> **PROBLEM DETAILS**: Rewrite the data below, replacing every occurrence of "Output" with "Result" and leaving everything else unchanged.

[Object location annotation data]
--*--
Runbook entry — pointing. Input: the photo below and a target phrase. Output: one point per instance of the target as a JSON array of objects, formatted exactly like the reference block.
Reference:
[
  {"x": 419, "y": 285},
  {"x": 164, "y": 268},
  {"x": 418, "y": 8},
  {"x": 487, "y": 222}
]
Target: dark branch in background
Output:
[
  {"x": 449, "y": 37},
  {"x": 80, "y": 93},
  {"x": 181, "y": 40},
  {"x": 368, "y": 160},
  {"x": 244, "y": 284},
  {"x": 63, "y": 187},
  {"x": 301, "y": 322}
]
--*--
> **THE COMPLETED TASK**:
Runbook entry — pointing. Input: the photo below and a target phrase. Result: one point per instance of the target as a JSON array of objects, formatted exactly like the reference block.
Reference:
[
  {"x": 419, "y": 285},
  {"x": 164, "y": 268},
  {"x": 418, "y": 8},
  {"x": 487, "y": 222}
]
Target: dark branch in background
Result:
[
  {"x": 449, "y": 37},
  {"x": 80, "y": 93},
  {"x": 181, "y": 40},
  {"x": 368, "y": 160},
  {"x": 244, "y": 284},
  {"x": 63, "y": 187},
  {"x": 301, "y": 322}
]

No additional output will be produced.